| PROBLEM DESCRIPTION |
In the part of the records below that opens with the line containing "Query: spider leg" and closes with the line containing "Give the mask of the spider", rename every "spider leg" to "spider limb", and give back only those lines with everything else unchanged.

| DATA FOR PROCESSING |
* Start *

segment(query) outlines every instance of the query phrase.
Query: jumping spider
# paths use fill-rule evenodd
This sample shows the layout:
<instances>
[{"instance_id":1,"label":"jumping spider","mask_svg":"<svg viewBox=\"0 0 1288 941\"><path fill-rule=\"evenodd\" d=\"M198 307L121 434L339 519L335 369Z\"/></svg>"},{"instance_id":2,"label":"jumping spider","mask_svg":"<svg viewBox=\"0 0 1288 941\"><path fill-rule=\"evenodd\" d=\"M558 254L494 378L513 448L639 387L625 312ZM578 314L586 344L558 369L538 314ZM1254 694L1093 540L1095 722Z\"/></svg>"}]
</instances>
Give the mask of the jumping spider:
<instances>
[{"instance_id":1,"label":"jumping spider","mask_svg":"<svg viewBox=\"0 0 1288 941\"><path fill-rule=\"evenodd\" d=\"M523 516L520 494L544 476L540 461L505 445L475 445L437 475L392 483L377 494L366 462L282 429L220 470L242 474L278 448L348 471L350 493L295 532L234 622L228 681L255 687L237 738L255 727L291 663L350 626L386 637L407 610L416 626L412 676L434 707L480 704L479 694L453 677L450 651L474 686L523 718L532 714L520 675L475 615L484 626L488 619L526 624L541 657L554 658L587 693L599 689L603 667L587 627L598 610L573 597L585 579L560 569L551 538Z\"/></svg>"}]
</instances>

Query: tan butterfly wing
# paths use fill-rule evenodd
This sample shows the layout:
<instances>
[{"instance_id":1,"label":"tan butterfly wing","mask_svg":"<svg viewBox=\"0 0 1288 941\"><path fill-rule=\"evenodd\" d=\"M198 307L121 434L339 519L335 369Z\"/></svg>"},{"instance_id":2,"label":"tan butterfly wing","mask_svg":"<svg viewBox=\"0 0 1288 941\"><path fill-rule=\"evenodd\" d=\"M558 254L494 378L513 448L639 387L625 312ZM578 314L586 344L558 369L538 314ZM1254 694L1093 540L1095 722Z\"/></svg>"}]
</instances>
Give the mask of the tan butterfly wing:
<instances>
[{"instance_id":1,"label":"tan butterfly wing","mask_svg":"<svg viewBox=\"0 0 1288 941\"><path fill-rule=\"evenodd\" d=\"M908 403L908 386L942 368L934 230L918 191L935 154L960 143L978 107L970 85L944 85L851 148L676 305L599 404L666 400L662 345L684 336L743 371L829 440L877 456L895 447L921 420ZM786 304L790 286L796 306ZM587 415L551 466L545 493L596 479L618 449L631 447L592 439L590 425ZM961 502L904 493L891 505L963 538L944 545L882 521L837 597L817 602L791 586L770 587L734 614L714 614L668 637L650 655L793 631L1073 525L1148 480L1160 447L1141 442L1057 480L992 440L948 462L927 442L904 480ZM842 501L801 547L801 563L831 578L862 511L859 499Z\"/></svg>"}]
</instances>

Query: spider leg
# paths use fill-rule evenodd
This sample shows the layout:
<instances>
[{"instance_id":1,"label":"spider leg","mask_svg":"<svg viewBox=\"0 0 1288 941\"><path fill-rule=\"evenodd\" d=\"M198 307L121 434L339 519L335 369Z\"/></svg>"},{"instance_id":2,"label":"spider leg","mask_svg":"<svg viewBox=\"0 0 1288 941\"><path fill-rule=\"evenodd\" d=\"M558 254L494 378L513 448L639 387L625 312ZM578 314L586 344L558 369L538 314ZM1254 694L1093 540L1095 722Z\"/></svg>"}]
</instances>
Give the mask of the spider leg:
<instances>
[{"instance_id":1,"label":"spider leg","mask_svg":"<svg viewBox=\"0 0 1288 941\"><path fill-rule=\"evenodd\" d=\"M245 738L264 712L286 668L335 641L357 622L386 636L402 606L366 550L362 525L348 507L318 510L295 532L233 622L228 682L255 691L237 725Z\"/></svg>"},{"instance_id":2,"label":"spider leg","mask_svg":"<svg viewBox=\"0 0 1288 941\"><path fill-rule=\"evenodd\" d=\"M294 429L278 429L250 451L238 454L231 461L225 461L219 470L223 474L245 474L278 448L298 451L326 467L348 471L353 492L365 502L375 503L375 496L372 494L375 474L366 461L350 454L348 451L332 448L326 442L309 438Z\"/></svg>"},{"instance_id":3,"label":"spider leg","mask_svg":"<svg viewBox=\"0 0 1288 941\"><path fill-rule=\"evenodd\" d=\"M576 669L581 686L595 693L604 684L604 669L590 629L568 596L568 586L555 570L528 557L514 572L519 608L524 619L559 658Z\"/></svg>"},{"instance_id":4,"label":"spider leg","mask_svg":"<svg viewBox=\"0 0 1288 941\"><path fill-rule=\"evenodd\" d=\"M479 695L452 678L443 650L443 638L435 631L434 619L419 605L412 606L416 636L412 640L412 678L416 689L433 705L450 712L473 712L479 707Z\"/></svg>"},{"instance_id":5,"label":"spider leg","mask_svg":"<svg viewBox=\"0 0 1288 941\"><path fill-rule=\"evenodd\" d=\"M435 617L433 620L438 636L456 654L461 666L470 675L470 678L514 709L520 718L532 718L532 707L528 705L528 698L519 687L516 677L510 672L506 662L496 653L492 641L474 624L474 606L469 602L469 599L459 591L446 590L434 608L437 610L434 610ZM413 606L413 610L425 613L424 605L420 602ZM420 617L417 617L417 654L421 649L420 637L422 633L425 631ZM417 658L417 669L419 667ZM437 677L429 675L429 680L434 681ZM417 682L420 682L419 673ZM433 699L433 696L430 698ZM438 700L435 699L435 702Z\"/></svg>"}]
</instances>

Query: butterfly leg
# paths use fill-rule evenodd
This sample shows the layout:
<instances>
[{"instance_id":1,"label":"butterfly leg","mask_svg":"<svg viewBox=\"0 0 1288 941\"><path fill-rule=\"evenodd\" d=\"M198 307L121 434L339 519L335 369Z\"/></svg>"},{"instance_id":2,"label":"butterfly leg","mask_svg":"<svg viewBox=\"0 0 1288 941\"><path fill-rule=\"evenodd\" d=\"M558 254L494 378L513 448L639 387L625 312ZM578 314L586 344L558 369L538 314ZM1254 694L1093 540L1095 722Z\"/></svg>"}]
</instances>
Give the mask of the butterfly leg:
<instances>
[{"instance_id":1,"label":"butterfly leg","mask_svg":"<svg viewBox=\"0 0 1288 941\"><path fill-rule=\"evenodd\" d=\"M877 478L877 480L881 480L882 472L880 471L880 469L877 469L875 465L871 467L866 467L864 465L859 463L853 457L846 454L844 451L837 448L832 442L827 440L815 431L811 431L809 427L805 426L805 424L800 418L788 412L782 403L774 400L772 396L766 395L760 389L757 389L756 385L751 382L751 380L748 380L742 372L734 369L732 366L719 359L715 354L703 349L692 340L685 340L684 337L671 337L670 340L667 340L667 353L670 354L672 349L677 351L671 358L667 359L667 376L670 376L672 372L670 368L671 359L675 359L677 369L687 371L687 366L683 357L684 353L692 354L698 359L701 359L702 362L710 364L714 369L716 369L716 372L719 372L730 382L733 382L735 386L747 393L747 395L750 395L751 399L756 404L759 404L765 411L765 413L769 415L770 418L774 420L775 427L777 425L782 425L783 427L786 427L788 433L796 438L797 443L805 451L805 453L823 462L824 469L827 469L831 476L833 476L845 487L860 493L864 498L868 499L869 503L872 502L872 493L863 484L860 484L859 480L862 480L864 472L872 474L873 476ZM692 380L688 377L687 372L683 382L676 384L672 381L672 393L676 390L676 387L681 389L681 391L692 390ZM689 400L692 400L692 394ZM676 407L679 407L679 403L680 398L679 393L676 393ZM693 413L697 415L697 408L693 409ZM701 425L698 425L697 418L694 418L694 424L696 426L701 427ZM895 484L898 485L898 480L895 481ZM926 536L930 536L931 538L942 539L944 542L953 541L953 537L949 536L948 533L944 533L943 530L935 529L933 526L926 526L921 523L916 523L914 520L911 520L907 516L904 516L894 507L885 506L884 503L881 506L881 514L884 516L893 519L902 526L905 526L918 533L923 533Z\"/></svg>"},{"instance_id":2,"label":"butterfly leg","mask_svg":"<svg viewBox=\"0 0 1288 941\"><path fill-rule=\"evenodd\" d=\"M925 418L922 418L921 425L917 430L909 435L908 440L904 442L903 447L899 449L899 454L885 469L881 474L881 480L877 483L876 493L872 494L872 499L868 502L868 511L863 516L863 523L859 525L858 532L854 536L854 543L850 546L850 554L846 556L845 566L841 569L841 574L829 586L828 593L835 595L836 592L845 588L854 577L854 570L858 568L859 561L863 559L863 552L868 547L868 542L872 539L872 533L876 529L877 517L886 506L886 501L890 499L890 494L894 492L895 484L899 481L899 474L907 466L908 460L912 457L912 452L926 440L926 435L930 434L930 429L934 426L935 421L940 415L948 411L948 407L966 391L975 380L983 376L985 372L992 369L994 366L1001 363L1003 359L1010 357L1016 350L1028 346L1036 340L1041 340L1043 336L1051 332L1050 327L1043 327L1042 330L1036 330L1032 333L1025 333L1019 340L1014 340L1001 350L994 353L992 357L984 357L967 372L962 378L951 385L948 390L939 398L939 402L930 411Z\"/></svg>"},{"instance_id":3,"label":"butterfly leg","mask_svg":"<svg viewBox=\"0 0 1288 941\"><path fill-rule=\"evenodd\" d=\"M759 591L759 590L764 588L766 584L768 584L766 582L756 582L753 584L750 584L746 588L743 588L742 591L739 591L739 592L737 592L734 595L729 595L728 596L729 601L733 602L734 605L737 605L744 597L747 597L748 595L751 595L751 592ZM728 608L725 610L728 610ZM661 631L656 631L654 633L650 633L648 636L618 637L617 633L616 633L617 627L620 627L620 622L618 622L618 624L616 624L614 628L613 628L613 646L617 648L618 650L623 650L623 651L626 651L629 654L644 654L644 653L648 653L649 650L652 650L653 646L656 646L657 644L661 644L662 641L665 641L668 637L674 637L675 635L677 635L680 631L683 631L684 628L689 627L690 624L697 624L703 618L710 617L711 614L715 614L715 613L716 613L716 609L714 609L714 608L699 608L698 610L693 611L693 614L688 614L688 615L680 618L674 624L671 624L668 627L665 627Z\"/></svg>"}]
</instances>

* End *

| ANSWER IN FULL |
Query: spider limb
# paths use fill-rule evenodd
This sample shows the layout:
<instances>
[{"instance_id":1,"label":"spider limb","mask_svg":"<svg viewBox=\"0 0 1288 941\"><path fill-rule=\"evenodd\" d=\"M198 307L121 434L339 519L335 369Z\"/></svg>"},{"instance_id":2,"label":"spider limb","mask_svg":"<svg viewBox=\"0 0 1288 941\"><path fill-rule=\"evenodd\" d=\"M558 254L494 378L513 448L639 387L625 312ZM578 314L586 344L558 369L538 314ZM1254 694L1093 540L1095 722Z\"/></svg>"}]
</instances>
Give the mask of the spider limb:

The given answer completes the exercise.